**Document segment**:
◇ ◇ ◇ ◇ ◇
# not dart tank plants but pretty cool pics



## rattler_mt (Apr 15, 2005)

Nepenthes bongso, newly opened pitcher

















new pitcher beside one several months old









Nepenthes veitchii x Nepenthes eymae









probably an unpublished form of Utricularia livida(i do use Utricularia in dart tanks)


----------



## KeroKero (Jun 13, 2004)

Oh wow! I really like that Utricularia! Are you working with it?


----------



## rattler_mt (Apr 15, 2005)

not sure what yah mean? i dont have enough knowlege on Utrics to publish descriptions. general consensus in the hobby is its an odd form of U. livida.


----------



## Scott (Feb 17, 2004)

She means do you have it and will you send her some! :? 

s


----------



## rattler_mt (Apr 15, 2005)

lol gotcha, yes im working with it, and yes i have extras but its to freaking cold to ship at the moment. this spring though ill be doing some trading


----------



## KeroKero (Jun 13, 2004)

lol, maybe by that time the plant swap site will be up to help you with that :roll: Can you tell me more about the plant?


----------



## rattler_mt (Apr 15, 2005)

not much to tell, Utricularia are called bladderworts, the one in the picture is a terrestrial species. its probably growing in pur peat sitting in a tray with other carnivorous plants kept constantly wet with high quality water(absolutly as lil salts and minerals as possible). the water level fluctuates from about soil level to only 1/4 inch in the tray. this species forms dence mats of 1/8 inch leaves with 1/4-1/3 inch flowers. this species(as seen in the photo) will do mass bloomings. this particular species i dont think is officially described but my understanding is its a form of U. livida based on trap morphology. it gets good light, its about a foot away(based on soil level) from 4, 32 watt four foot T8 flourecent lights. alot of ppl try growing Utrics in poor light, they will grow fine in low light but i think for good reliable blooming yah need to give them good light. about a year ago i had roughly 40 Utric species and cultivars, all terrestrial, epiphytic and lithophytic species. i havent grown any of the aquatic species. at the momment i think im down to about 20 species in pots(i had a plant stand collapse which killed off about 1/2 my CP collection plus not as much time has been devoted recently to them) and maybe a couple more in frog tanks depending on whats growing. ive got some fairly rare species and some EXTREAMLY common species. if yah like miniature orchids you will appreciate Utrics, their care is just different for the most part.
◇ ◇ ◇ ◇ ◇
**Given records**:
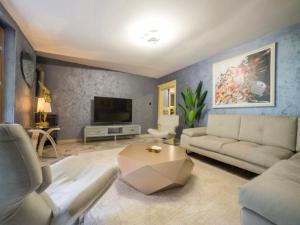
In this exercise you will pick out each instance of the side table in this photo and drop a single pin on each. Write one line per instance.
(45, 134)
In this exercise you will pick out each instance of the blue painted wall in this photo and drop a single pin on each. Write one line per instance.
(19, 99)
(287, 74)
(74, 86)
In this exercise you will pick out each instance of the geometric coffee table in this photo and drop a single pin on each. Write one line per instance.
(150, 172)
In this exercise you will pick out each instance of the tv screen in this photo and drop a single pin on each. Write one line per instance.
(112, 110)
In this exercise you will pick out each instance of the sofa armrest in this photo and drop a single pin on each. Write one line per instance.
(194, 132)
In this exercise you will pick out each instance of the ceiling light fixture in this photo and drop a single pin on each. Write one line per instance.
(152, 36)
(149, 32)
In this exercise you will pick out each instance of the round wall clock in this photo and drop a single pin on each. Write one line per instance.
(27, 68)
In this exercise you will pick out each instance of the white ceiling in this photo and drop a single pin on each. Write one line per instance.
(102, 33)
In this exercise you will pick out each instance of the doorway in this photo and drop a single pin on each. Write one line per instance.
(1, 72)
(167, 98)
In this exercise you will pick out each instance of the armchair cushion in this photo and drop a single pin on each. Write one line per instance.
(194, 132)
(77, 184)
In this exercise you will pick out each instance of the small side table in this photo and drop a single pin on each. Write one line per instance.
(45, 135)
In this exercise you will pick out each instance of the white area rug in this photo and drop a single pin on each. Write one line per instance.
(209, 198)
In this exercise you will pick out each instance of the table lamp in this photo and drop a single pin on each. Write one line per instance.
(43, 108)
◇ ◇ ◇ ◇ ◇
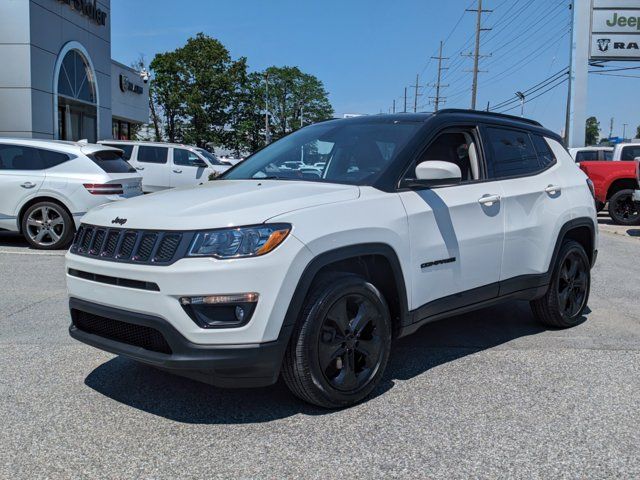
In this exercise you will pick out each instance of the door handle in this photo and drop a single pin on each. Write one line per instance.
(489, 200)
◇ ◇ ◇ ◇ ◇
**What is asked**:
1: List every plant species named in the captions of the first post in the carnivorous plant thread.
2: According to the carnivorous plant thread, about how far is the Utricularia in the picture from its lights?

**Solution list**:
1:
Nepenthes bongso
Nepenthes veitchii
Nepenthes eymae
Utricularia livida

2: About a foot away, measured from soil level.